Data to process:
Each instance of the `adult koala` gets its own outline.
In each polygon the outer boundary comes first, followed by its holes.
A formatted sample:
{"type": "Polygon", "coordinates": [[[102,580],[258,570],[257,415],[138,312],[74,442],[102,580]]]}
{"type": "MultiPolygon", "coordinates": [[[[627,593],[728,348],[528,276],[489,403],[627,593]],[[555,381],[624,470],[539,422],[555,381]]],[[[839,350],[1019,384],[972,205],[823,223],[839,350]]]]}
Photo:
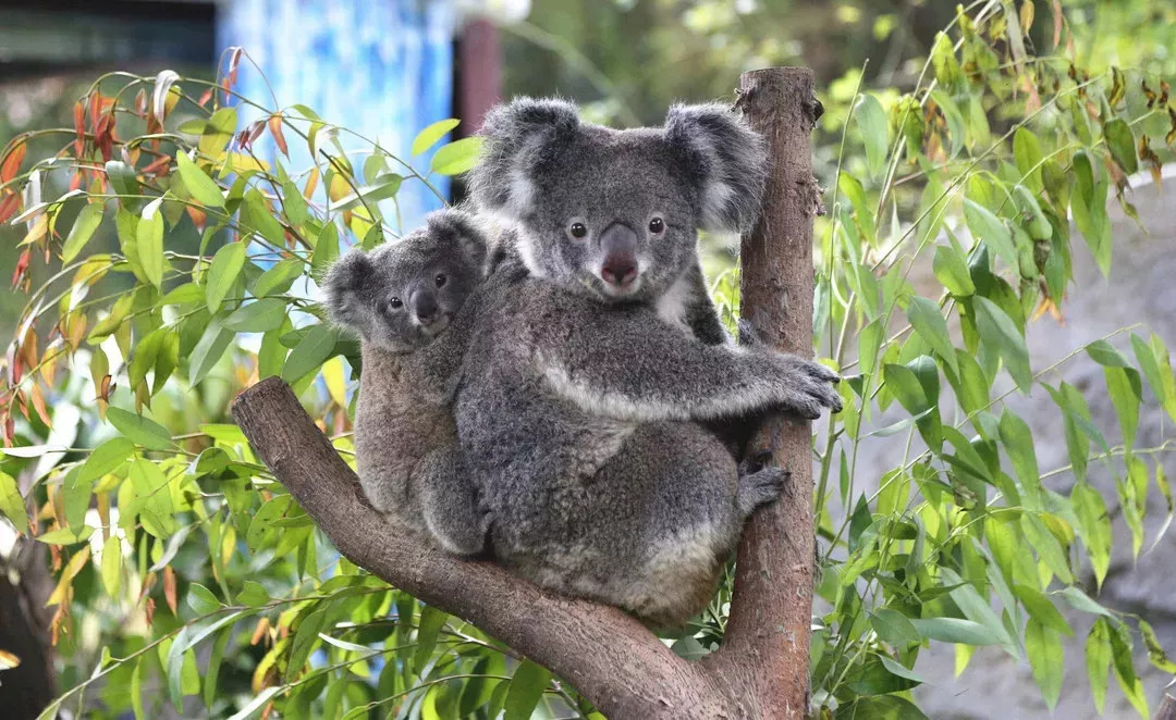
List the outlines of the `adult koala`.
{"type": "Polygon", "coordinates": [[[680,626],[784,478],[699,422],[840,409],[827,369],[723,343],[703,284],[696,228],[753,222],[762,141],[719,106],[613,130],[554,100],[482,132],[473,195],[513,221],[517,255],[479,291],[455,404],[490,546],[541,585],[680,626]]]}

Work to complete: Write out the rows above again with "adult koala" swapped for "koala mother" wherever it occurs, changing nothing else. Omit the pictures.

Reply:
Each instance of the `koala mother` gets its own outline.
In each polygon the outer boundary comes first, followed by its holes.
A formatted sample:
{"type": "Polygon", "coordinates": [[[102,580],[258,570],[257,415],[138,312],[74,442],[102,580]]]}
{"type": "MultiPolygon", "coordinates": [[[[627,593],[728,348],[528,276],[489,403],[627,593]],[[555,381],[624,470],[539,422],[555,381]]],[[[839,350],[1019,384],[972,205],[823,223],[839,350]]]]}
Photo:
List the outlines of the `koala mother`.
{"type": "Polygon", "coordinates": [[[680,626],[784,478],[699,422],[840,409],[827,369],[723,343],[703,284],[696,228],[753,222],[762,141],[719,106],[613,130],[554,100],[482,132],[473,195],[513,221],[517,255],[479,291],[455,404],[490,546],[541,585],[680,626]]]}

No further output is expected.